## Task objective
Retype each entry verbatim. Do not include the images.

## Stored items
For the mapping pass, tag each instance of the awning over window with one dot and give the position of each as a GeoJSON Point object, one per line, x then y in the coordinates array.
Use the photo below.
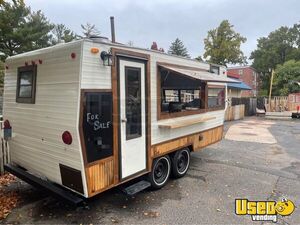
{"type": "Point", "coordinates": [200, 74]}
{"type": "Point", "coordinates": [241, 85]}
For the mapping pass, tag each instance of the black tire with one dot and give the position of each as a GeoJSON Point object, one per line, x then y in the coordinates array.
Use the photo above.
{"type": "Point", "coordinates": [180, 162]}
{"type": "Point", "coordinates": [160, 173]}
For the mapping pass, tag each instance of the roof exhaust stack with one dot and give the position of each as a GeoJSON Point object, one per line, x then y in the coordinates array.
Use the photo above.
{"type": "Point", "coordinates": [112, 27]}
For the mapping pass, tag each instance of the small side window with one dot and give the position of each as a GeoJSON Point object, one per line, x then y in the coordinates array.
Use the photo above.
{"type": "Point", "coordinates": [26, 84]}
{"type": "Point", "coordinates": [215, 69]}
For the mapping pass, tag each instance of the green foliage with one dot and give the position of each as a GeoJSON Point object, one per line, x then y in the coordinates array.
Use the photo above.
{"type": "Point", "coordinates": [22, 30]}
{"type": "Point", "coordinates": [222, 45]}
{"type": "Point", "coordinates": [177, 48]}
{"type": "Point", "coordinates": [89, 30]}
{"type": "Point", "coordinates": [62, 34]}
{"type": "Point", "coordinates": [287, 77]}
{"type": "Point", "coordinates": [278, 47]}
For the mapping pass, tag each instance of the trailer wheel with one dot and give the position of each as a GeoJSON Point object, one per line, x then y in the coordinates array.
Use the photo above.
{"type": "Point", "coordinates": [180, 162]}
{"type": "Point", "coordinates": [160, 173]}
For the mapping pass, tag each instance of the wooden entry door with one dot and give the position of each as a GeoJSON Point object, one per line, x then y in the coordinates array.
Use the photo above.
{"type": "Point", "coordinates": [132, 117]}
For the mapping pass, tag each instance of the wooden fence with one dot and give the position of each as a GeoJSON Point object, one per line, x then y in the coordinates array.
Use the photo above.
{"type": "Point", "coordinates": [249, 103]}
{"type": "Point", "coordinates": [235, 112]}
{"type": "Point", "coordinates": [4, 151]}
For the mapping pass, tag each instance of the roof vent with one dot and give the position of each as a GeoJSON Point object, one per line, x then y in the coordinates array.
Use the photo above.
{"type": "Point", "coordinates": [99, 38]}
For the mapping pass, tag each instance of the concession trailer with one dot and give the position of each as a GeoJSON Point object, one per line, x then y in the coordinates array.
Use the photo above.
{"type": "Point", "coordinates": [92, 114]}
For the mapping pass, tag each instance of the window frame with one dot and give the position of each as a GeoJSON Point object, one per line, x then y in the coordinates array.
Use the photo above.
{"type": "Point", "coordinates": [31, 99]}
{"type": "Point", "coordinates": [127, 68]}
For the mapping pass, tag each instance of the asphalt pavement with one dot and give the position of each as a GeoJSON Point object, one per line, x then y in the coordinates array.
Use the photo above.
{"type": "Point", "coordinates": [258, 159]}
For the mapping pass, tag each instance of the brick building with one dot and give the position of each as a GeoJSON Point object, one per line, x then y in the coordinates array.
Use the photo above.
{"type": "Point", "coordinates": [249, 76]}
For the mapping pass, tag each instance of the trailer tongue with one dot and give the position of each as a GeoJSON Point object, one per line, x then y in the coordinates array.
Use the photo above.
{"type": "Point", "coordinates": [57, 191]}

## Answer section
For the mapping pass, tag each instance of the awning over window with one dot and give the position of each as a GeoJSON Point object, one per line, x then y in the coordinates array.
Use the photo below.
{"type": "Point", "coordinates": [200, 74]}
{"type": "Point", "coordinates": [241, 85]}
For the mapping pass, tag each instance of the black tire with one dot and give the position of each as a GeoJSON Point object, one per line, x then y in the coordinates array.
Use the photo above.
{"type": "Point", "coordinates": [180, 162]}
{"type": "Point", "coordinates": [160, 173]}
For the mapping pass, tag each instance of the roof exhaust stack with one dot and give the position of each as a GeoJSON Point object, one per line, x then y in the coordinates array.
Use the photo above.
{"type": "Point", "coordinates": [112, 27]}
For the mapping pass, tag each instance of the small side window with one dot and give the position of each as a GeoJSON Point object, one per line, x then y in the coordinates array.
Use the photo above.
{"type": "Point", "coordinates": [26, 84]}
{"type": "Point", "coordinates": [215, 69]}
For the mapping pass, tag each instance of the green foliage with one dot and give the position of each as a GeoJSON Point object, one per line, x then y in the coordinates array.
Use the photo above.
{"type": "Point", "coordinates": [22, 30]}
{"type": "Point", "coordinates": [222, 45]}
{"type": "Point", "coordinates": [177, 48]}
{"type": "Point", "coordinates": [89, 30]}
{"type": "Point", "coordinates": [62, 34]}
{"type": "Point", "coordinates": [287, 77]}
{"type": "Point", "coordinates": [278, 47]}
For the mapping pass, tag each instance of the trailer wheel with one dot and give the position of each as a GeoJSON Point object, one per line, x then y in the coordinates array.
Use the photo above.
{"type": "Point", "coordinates": [180, 162]}
{"type": "Point", "coordinates": [160, 173]}
For the mapping pass, tag each instance of the wooden entry door with one dot and give the position of each as a GeoJSON Point object, one per line, x then y in the coordinates array.
Use the photo above.
{"type": "Point", "coordinates": [132, 117]}
For the mapping pass, tag each instance of the wooden fence with one dot and give the position of each as a GeoJSON Point object, one per line, x then y in the coordinates array.
Use the photo above.
{"type": "Point", "coordinates": [249, 103]}
{"type": "Point", "coordinates": [235, 112]}
{"type": "Point", "coordinates": [4, 151]}
For the mapping pass, tag each instance of the roof vent with one dot and give the position of each as a GeoJSON Point object, one per line, x then y in the coordinates array.
Use the photo above.
{"type": "Point", "coordinates": [99, 38]}
For the mapping pass, tag each instance of the concession trailer with one dot and give the position of each as a GeoJSON Point object, one per line, x then y in the coordinates array.
Use the photo above.
{"type": "Point", "coordinates": [92, 114]}
For the mapping pass, tag each instance of the window frame with one dot and give the position of each as a GeoJSON Point object, one per line, x then y in the coordinates array.
Use the photo above.
{"type": "Point", "coordinates": [31, 99]}
{"type": "Point", "coordinates": [127, 68]}
For the mapping pass, tag each instance of the asphalt pavement with one dot and give the position of each as a GeoJSON Point object, one per line, x then y in the coordinates array.
Use the photo above.
{"type": "Point", "coordinates": [258, 159]}
For the mapping pass, tag each instance of the brick building with one dot and give the position of each as a GeoJSON Point object, one per line, x then y in the coordinates array.
Use the photo above.
{"type": "Point", "coordinates": [249, 76]}
For the mapping pass, tag each instance of the trailer tongue with one dot and give the position of each as a GeoJSON Point object, one per line, x then y in the coordinates array.
Use the photo above.
{"type": "Point", "coordinates": [57, 191]}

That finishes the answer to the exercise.